Items from a dataset:
------
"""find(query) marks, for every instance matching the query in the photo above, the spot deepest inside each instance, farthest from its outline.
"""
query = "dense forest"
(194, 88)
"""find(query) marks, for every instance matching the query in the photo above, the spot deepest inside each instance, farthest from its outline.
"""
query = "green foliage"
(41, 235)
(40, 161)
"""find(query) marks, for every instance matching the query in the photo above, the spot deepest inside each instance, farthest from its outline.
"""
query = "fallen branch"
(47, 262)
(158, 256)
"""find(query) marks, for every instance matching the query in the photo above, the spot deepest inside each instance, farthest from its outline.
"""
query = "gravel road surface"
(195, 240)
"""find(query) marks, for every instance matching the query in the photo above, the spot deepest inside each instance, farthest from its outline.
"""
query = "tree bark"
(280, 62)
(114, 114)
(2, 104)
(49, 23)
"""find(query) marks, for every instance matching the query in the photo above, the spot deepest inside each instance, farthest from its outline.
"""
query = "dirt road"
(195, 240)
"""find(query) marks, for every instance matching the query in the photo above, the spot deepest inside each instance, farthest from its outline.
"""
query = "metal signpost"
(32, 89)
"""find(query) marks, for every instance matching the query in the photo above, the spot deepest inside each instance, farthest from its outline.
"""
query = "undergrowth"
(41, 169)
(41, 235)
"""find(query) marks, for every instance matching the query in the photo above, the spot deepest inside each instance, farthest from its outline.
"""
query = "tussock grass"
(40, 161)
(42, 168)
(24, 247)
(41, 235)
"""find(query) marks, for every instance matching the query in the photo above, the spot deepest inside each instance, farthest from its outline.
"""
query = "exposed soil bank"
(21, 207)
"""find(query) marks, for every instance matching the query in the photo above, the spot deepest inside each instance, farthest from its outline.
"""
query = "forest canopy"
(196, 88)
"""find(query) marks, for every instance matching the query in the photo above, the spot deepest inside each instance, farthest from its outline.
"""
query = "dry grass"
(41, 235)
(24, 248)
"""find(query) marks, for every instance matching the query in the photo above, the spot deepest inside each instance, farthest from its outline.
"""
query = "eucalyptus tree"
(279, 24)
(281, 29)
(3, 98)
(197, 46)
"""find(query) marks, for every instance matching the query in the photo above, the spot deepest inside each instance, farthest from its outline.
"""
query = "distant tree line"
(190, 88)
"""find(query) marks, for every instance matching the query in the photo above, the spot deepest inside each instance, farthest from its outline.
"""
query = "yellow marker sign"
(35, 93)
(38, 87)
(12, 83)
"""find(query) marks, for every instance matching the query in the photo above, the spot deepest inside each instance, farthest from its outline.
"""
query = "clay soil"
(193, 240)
------
*What the task requires*:
Retype every record above exactly.

*Expected answer*:
"""find(query) marks, for every instance matching the query in the photo above, the spot deepest inside each instance, farthest from its outline.
"""
query = "dense forest"
(194, 88)
"""find(query) marks, for every instance matching the query in the photo above, the spot deepest inside each instance, farthest from its outline.
"""
query = "green foliage"
(41, 235)
(40, 161)
"""find(query) marks, for every instance matching the query in the photo above, the spot deepest inside each instance, farthest from its outline.
"""
query = "fallen branch"
(47, 262)
(158, 256)
"""find(query) marks, for every instance matching the query in the photo above, the spot deepest inside each instance, farthest from its outline.
"""
query = "gravel road surface"
(195, 240)
"""find(query) marks, for every instance matching the query in the photo above, the spot deepest inside each instance, farthest from its outline.
"""
query = "tree bark"
(280, 62)
(114, 114)
(2, 104)
(49, 23)
"""find(query) marks, for every instance matching the query in the photo above, the spot deepest inside each instance, farthest from its outline.
"""
query = "dirt road"
(195, 240)
"""find(query) marks, for every instance matching the query in the photo above, the spot deepest inside each instance, farthest from its outline.
"""
query = "metal signpost"
(32, 89)
"""find(query) marks, for every instance matching the query in the photo above, the spot deepest inside each instance, farthest from its outline.
"""
query = "undergrowth"
(41, 169)
(41, 235)
"""find(query) marks, for every instance matching the query in the photo above, the spot deepest inside each instance, farthest from its outline.
"""
query = "tussock grass"
(40, 161)
(42, 168)
(24, 247)
(41, 235)
"""find(query) marks, for every instance matching the query in the photo above, the spot deepest inside each instance, farthest from its outline.
"""
query = "exposed soil bank"
(21, 207)
"""find(query) marks, for every instance matching the query in the photo above, the spot deepest inside each instance, farthest from its outline.
"""
query = "forest canopy"
(196, 88)
"""find(query) marks, for every instance matching the query in the photo above, the spot deepest inside each instance, farthest from its outline.
"""
query = "dry grass"
(41, 235)
(24, 248)
"""find(query) marks, for every instance matching the query in the photo above, the spot deepest inside each instance, farthest from its outline.
"""
query = "eucalyptus tree"
(279, 24)
(281, 29)
(3, 98)
(197, 46)
"""find(query) marks, for every instance matching the query in the photo above, the spot deepest inside each instance, farthest from its outline.
"""
query = "distant tree line"
(190, 88)
"""find(query) marks, for every instance matching the query in the photo above, the spot deepest inside each instance, farthest from its outline.
"""
query = "yellow marker sign"
(35, 93)
(38, 87)
(12, 83)
"""find(query) marks, for every instance matching the query in the photo above, the spot deepest inside each instance, farthest from its outline.
"""
query = "clay soil"
(193, 240)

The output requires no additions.